WRITTEN REQUEST: Duplicate the following rows, keeping every line identical.

DATA FOR THE TASK:
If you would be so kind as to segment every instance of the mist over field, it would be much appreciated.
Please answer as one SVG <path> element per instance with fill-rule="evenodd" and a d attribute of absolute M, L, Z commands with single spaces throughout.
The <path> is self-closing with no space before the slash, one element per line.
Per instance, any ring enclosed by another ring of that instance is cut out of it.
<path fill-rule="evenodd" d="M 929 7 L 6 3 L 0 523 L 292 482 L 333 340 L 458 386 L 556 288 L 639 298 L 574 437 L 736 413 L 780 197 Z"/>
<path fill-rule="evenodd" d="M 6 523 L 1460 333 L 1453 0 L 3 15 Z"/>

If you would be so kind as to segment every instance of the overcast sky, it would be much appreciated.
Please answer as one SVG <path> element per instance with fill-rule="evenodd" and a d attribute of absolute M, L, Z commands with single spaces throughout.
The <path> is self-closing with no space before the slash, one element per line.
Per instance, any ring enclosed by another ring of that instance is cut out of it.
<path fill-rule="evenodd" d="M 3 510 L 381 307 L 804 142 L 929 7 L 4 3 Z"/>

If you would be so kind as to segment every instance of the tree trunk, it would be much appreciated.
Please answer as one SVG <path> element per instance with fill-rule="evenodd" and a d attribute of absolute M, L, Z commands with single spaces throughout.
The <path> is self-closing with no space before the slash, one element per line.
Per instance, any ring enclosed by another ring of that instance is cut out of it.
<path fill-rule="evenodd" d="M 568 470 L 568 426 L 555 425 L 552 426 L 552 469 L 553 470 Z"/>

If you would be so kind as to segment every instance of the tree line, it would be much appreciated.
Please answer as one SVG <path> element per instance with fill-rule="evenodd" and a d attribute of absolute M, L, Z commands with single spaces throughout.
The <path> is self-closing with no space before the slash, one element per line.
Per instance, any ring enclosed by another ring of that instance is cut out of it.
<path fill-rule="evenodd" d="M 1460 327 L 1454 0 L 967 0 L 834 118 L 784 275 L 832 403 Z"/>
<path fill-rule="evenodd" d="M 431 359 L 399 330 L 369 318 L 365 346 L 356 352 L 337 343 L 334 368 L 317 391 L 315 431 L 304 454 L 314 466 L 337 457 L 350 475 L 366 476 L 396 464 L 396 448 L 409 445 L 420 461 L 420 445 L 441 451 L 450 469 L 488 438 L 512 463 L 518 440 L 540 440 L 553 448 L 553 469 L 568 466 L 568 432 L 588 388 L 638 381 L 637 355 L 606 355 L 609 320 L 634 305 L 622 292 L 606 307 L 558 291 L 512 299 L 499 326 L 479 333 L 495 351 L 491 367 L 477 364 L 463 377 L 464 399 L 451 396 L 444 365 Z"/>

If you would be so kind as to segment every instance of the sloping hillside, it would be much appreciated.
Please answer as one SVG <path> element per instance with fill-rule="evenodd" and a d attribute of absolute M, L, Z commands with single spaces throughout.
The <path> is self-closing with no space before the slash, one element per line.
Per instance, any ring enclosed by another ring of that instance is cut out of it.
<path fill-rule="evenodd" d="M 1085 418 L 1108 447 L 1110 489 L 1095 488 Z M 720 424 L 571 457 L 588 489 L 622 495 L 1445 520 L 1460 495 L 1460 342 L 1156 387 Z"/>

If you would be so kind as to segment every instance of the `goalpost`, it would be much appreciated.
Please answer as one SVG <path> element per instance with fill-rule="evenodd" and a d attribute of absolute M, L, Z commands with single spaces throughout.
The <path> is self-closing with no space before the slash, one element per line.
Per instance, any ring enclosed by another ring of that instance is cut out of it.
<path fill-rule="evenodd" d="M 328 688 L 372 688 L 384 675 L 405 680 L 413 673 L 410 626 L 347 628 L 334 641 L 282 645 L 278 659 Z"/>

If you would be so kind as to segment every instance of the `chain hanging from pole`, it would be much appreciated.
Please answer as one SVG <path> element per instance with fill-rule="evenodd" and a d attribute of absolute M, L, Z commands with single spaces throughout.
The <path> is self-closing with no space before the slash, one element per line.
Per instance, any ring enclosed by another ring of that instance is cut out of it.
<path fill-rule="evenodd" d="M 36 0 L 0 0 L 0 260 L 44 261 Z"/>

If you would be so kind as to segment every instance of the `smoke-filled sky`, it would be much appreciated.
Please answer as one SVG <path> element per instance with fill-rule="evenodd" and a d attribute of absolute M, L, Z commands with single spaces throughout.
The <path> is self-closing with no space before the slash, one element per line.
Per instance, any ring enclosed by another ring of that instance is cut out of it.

RESPONSE BELOW:
If you would be so kind as to segment every instance of the mist over field, it would be much appreciated.
Please answer as one SVG <path> element per instance with fill-rule="evenodd" and a d attribute of absolute M, L, Z commands with single spaces throughout.
The <path> is self-closing with no space before the slash, one element per line.
Per instance, any ring enclosed by another ring of that instance is cut out of it.
<path fill-rule="evenodd" d="M 929 7 L 6 3 L 0 523 L 292 482 L 333 340 L 458 386 L 556 288 L 639 298 L 574 437 L 736 413 L 780 197 Z"/>
<path fill-rule="evenodd" d="M 6 523 L 1460 333 L 1453 0 L 3 15 Z"/>

If you would be so kind as to segment every instance of the overcast sky, it would be much appreciated.
Please answer as one SVG <path> element per instance with fill-rule="evenodd" and a d attribute of absolute M, L, Z commands with single spaces throughout.
The <path> is self-closing with no space before the slash, one element per line.
Per instance, any ring enclosed by another ring of that instance is cut out of it.
<path fill-rule="evenodd" d="M 3 510 L 381 307 L 804 142 L 929 7 L 4 3 Z"/>

If you would be so kind as to segment every instance of the tree trunk, it would be much appreciated.
Please answer as one SVG <path> element per instance with fill-rule="evenodd" and a d attribute of absolute M, L, Z commands with single spaces throughout.
The <path> is self-closing with no space before the slash, one element per line.
Per instance, any ring enclosed by another ring of that instance is cut out of it.
<path fill-rule="evenodd" d="M 568 470 L 568 426 L 555 425 L 552 426 L 552 469 L 553 470 Z"/>

If you would be so kind as to segment every instance of the tree line, it would be much appreciated.
Please answer as one SVG <path> element per instance with fill-rule="evenodd" and a d attribute of absolute M, L, Z commands with single spaces throughout.
The <path> is self-closing with no space before the slash, one element per line.
Per instance, any ring enclosed by another ring of that instance is cut out of it.
<path fill-rule="evenodd" d="M 1460 327 L 1454 0 L 967 0 L 834 118 L 784 275 L 832 403 Z"/>
<path fill-rule="evenodd" d="M 431 359 L 399 330 L 369 318 L 365 346 L 356 352 L 337 343 L 334 368 L 317 391 L 315 431 L 304 454 L 314 466 L 337 457 L 350 475 L 366 476 L 396 464 L 396 448 L 409 445 L 420 461 L 420 445 L 441 451 L 450 469 L 488 438 L 512 463 L 518 440 L 540 440 L 553 448 L 553 469 L 568 466 L 568 432 L 588 388 L 638 381 L 637 355 L 606 355 L 609 320 L 634 305 L 622 292 L 606 307 L 558 291 L 512 299 L 499 326 L 479 333 L 495 351 L 491 367 L 477 364 L 463 377 L 464 399 L 451 396 L 444 365 Z"/>

If you would be so kind as to segment every instance of the sloping hillside, it would be much appreciated.
Please answer as one SVG <path> element per instance with fill-rule="evenodd" and a d attribute of absolute M, L, Z commands with single spaces throughout.
The <path> is self-closing with no space before the slash, one element per line.
Per instance, any ring enclosed by another ring of that instance is cut out of it.
<path fill-rule="evenodd" d="M 1085 418 L 1108 447 L 1110 489 L 1095 488 Z M 720 424 L 571 457 L 588 489 L 622 495 L 1445 520 L 1460 495 L 1460 342 L 1156 387 Z"/>

If you would be so kind as to segment every instance of the `goalpost`, it would be much appreciated.
Please answer as one SVG <path> element per instance with fill-rule="evenodd" and a d attribute of absolute M, L, Z commands with single spaces throughout.
The <path> is self-closing with no space before the slash, one element per line.
Per instance, any ring enclosed by another ring of that instance is cut out of it.
<path fill-rule="evenodd" d="M 328 688 L 372 688 L 384 675 L 405 680 L 413 673 L 410 626 L 347 628 L 334 641 L 282 645 L 278 659 Z"/>

If you would be so kind as to segment every instance of the `chain hanging from pole`, it would be much appreciated.
Please answer as one SVG <path> element per instance with fill-rule="evenodd" and a d attribute of absolute M, L, Z commands with single spaces throughout.
The <path> is self-closing with no space before the slash, one element per line.
Per instance, any ring enclosed by another ring of that instance is cut out of it.
<path fill-rule="evenodd" d="M 36 0 L 0 0 L 0 260 L 44 261 Z"/>

If you would be so kind as to segment every instance of the `smoke-filled sky`, it would be much appreciated.
Please answer as one SVG <path> element per instance with fill-rule="evenodd" and a d attribute of absolute M, L, Z commands with single spaces throughout.
The <path> is self-closing with no space before the slash, one element per line.
Per instance, any ring enclosed by another ring of that instance is cut out of it.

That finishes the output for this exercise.